WHAT TO WORK ON » Transcribe each of the records below exactly, excluding all pictures.

STUDY MATERIAL »
= = = = =
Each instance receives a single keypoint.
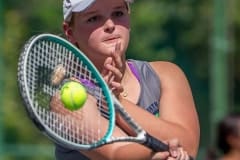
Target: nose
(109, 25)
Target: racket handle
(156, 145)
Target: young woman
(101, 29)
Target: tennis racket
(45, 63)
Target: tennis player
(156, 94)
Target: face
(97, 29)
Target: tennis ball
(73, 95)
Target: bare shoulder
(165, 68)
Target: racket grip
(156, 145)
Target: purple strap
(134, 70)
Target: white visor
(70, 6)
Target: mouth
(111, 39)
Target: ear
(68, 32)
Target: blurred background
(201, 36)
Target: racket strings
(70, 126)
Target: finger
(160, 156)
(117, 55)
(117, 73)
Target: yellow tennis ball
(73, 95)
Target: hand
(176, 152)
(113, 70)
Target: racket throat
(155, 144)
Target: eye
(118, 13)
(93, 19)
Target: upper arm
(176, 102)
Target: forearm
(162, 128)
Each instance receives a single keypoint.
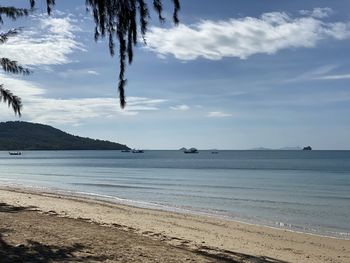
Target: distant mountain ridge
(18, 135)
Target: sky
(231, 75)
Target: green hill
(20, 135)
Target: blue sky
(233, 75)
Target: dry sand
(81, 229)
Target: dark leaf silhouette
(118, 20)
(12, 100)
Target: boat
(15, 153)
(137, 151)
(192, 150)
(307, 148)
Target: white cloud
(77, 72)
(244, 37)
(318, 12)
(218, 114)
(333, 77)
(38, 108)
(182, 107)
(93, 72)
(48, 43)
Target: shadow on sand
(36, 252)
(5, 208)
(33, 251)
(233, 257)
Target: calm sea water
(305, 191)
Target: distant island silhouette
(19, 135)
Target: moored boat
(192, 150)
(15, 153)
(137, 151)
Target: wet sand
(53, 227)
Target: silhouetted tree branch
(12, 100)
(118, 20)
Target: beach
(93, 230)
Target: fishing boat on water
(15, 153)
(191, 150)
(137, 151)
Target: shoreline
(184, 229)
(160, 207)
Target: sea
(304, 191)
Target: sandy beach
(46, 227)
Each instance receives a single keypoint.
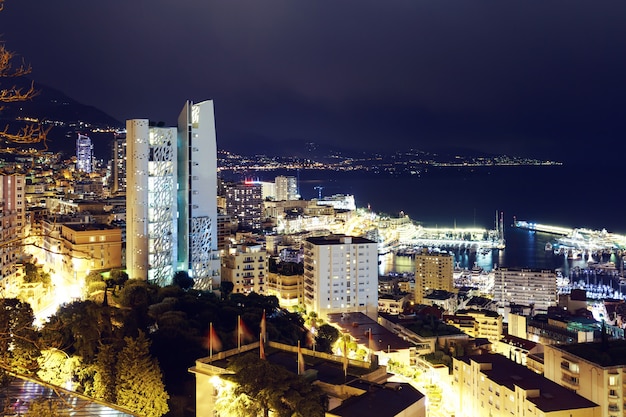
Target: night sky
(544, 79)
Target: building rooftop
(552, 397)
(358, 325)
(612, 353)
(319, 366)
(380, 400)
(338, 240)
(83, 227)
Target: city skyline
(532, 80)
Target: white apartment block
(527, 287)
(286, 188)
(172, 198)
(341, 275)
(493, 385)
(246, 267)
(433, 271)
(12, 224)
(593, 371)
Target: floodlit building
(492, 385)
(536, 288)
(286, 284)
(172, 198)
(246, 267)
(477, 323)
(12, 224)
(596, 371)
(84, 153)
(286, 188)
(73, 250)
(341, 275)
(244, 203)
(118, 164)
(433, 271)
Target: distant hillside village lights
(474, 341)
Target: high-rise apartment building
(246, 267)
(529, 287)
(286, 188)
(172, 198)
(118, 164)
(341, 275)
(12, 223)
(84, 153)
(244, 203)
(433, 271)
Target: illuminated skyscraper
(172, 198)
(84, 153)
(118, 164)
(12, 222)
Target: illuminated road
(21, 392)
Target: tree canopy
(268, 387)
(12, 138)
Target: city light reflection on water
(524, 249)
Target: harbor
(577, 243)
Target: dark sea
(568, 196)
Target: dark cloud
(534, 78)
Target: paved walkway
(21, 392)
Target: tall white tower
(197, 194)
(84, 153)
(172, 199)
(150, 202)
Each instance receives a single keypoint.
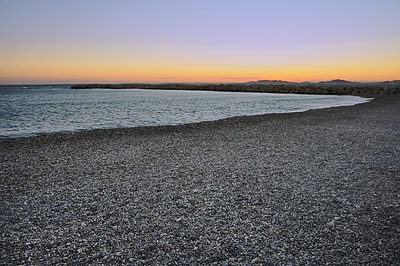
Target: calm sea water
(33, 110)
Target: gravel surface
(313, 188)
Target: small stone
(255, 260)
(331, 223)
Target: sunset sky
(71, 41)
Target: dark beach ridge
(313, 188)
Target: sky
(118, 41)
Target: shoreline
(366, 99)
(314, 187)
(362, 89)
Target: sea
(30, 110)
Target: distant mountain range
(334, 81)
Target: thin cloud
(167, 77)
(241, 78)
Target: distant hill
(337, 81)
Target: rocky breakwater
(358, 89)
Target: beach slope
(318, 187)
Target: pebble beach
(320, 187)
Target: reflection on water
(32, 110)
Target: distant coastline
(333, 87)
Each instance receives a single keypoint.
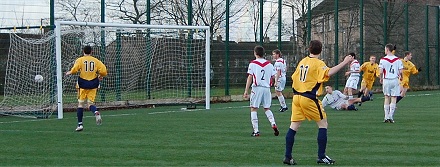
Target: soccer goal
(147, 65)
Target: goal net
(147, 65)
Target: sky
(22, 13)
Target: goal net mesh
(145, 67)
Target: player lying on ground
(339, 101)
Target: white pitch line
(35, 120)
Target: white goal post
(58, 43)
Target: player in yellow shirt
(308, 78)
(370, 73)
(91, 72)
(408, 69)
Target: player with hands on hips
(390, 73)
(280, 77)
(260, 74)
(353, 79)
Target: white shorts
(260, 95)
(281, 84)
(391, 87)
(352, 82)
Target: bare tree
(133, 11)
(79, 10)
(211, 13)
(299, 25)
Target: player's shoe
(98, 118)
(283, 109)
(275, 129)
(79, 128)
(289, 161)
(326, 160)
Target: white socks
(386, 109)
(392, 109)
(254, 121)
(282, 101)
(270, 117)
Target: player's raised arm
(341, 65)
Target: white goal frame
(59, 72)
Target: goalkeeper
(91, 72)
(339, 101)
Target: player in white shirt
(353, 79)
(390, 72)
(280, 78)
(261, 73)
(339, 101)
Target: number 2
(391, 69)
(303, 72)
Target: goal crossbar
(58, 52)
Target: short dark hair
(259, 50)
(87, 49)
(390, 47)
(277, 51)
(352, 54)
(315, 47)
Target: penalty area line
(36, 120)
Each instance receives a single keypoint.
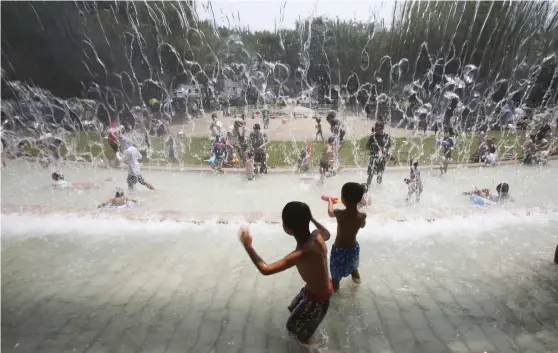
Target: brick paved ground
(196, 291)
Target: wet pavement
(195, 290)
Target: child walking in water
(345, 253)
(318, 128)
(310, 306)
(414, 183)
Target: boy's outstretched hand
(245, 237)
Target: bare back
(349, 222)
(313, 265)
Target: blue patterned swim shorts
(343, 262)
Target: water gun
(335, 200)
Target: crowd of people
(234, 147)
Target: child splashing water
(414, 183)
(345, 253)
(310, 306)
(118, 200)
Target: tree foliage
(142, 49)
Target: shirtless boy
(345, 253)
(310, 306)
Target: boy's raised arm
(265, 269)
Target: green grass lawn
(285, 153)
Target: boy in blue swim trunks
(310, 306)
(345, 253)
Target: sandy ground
= = = = =
ANSWER SPACE »
Each instance receives a single keypoint.
Target: nose
(109, 25)
Target: racket handle
(156, 145)
Target: young woman
(101, 29)
Target: tennis racket
(45, 63)
Target: tennis player
(156, 94)
Target: face
(97, 29)
Target: tennis ball
(73, 95)
Target: bare shoulder
(165, 68)
Target: racket grip
(156, 145)
Target: purple strap
(134, 70)
Target: white visor
(70, 6)
Target: mouth
(111, 39)
Target: ear
(68, 32)
Target: blurred background
(201, 36)
Target: racket strings
(70, 126)
Target: finger
(160, 156)
(117, 55)
(117, 73)
Target: yellow tennis ball
(73, 95)
Target: hand
(176, 152)
(113, 70)
Target: racket throat
(155, 144)
Target: eye
(118, 13)
(93, 19)
Target: upper arm
(176, 102)
Target: forearm
(162, 128)
Each instance receives a single keypoint.
Target: distant mountain ridge
(18, 135)
Target: sky
(231, 75)
Target: green hill
(20, 135)
Target: blue sky
(233, 75)
Target: dry sand
(81, 229)
Target: dark leaf silhouette
(118, 20)
(12, 100)
Target: boat
(15, 153)
(137, 151)
(192, 150)
(307, 148)
Target: white cloud
(77, 72)
(244, 37)
(318, 12)
(218, 114)
(333, 77)
(38, 108)
(182, 107)
(93, 72)
(48, 43)
Target: shadow on sand
(36, 252)
(5, 208)
(33, 251)
(233, 257)
Target: calm sea water
(305, 191)
Target: distant island silhouette
(19, 135)
Target: moored boat
(192, 150)
(15, 153)
(137, 151)
Target: wet sand
(53, 227)
Target: silhouetted tree branch
(12, 100)
(118, 20)
Target: beach
(93, 230)
Target: fishing boat on water
(15, 153)
(191, 150)
(137, 151)
Target: shoreline
(184, 229)
(160, 207)
Target: sea
(304, 191)
Target: sandy beach
(46, 227)
Each instance receives a single keypoint.
Target: night sky
(544, 79)
Target: building rooftop
(552, 397)
(358, 325)
(612, 353)
(319, 366)
(380, 400)
(338, 240)
(83, 227)
Target: city skyline
(532, 80)
Target: white apartment block
(527, 287)
(286, 188)
(172, 198)
(341, 275)
(493, 385)
(246, 267)
(433, 271)
(12, 224)
(593, 371)
Target: floodlit building
(492, 385)
(536, 288)
(286, 284)
(172, 198)
(246, 267)
(477, 323)
(12, 224)
(596, 371)
(84, 153)
(286, 188)
(73, 250)
(341, 275)
(244, 203)
(118, 164)
(433, 271)
Target: distant hillside village lights
(474, 341)
Target: high-rise apartment building
(246, 267)
(529, 287)
(286, 188)
(172, 198)
(118, 164)
(341, 275)
(12, 223)
(84, 153)
(244, 203)
(433, 271)
Target: illuminated skyscraper
(172, 198)
(84, 153)
(118, 164)
(12, 222)
Target: illuminated road
(21, 392)
Target: tree canopy
(268, 387)
(12, 138)
Target: city light reflection on water
(524, 249)
Target: harbor
(577, 243)
Target: dark sea
(568, 196)
Target: dark cloud
(534, 78)
Target: paved walkway
(21, 392)
Target: tall white tower
(197, 194)
(84, 153)
(172, 199)
(150, 202)
Each instance receives a single keypoint.
Target: calm sea water
(33, 110)
Target: gravel surface
(313, 188)
Target: small stone
(255, 260)
(331, 223)
Target: sunset sky
(71, 41)
Target: dark beach ridge
(313, 188)
Target: sky
(118, 41)
Target: shoreline
(366, 99)
(314, 187)
(362, 89)
Target: sea
(30, 110)
Target: distant mountain range
(334, 81)
Target: thin cloud
(167, 77)
(241, 78)
Target: distant hill
(337, 81)
Target: rocky breakwater
(358, 89)
Target: beach slope
(318, 187)
Target: pebble beach
(320, 187)
Target: reflection on water
(32, 110)
Target: distant coastline
(333, 87)
Each instance receives a single keypoint.
Target: soccer goal
(147, 65)
Target: goal net
(147, 65)
Target: sky
(22, 13)
Target: goal net mesh
(145, 67)
Target: player lying on ground
(339, 101)
Target: white pitch line
(35, 120)
Target: white goal post
(58, 43)
Target: player in yellow shirt
(308, 78)
(370, 73)
(91, 72)
(408, 69)
Target: player with hands on hips
(390, 73)
(280, 77)
(260, 74)
(353, 79)
Target: white shorts
(260, 95)
(281, 84)
(391, 87)
(352, 82)
Target: bare tree
(133, 11)
(79, 10)
(211, 13)
(299, 25)
Target: player's shoe
(98, 118)
(283, 109)
(275, 129)
(79, 128)
(289, 161)
(326, 160)
Target: white socks
(386, 109)
(392, 109)
(254, 121)
(282, 101)
(270, 117)
Target: player's raised arm
(341, 65)
Target: white goal frame
(59, 72)
Target: goalkeeper
(91, 72)
(339, 101)
Target: player in white shirt
(353, 79)
(390, 72)
(280, 78)
(261, 73)
(339, 101)
Target: number 2
(391, 69)
(303, 72)
Target: goal crossbar
(58, 52)
Target: short dark hair
(259, 50)
(87, 49)
(390, 47)
(277, 51)
(352, 54)
(315, 47)
Target: penalty area line
(36, 120)
Each instance receives a single keypoint.
Target: brick paved ground
(196, 291)
Target: wet pavement
(195, 290)
Target: child walking in water
(345, 253)
(318, 128)
(310, 306)
(414, 183)
Target: boy's outstretched hand
(245, 237)
Target: bare back
(349, 222)
(313, 265)
Target: blue patterned swim shorts
(343, 262)
Target: water gun
(335, 200)
Target: crowd of people
(234, 147)
Target: child splashing water
(414, 183)
(345, 253)
(310, 306)
(118, 200)
Target: tree foliage
(142, 49)
Target: shirtless boy
(345, 253)
(310, 306)
Target: boy's raised arm
(265, 269)
Target: green grass lawn
(285, 153)
Target: boy in blue swim trunks
(310, 306)
(345, 253)
Target: sandy ground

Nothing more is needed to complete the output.